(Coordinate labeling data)

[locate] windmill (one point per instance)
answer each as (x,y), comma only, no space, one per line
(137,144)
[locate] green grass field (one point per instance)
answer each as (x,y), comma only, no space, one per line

_WHAT YOU NEED TO DO_. Quote every line of the material above word for word.

_COMPLETED TASK_.
[locate] windmill (one point per instance)
answer each as (x,y), comma only, no space, one per line
(137,144)
[locate] green grass field (one point per instance)
answer each as (x,y), comma only, no space, one per line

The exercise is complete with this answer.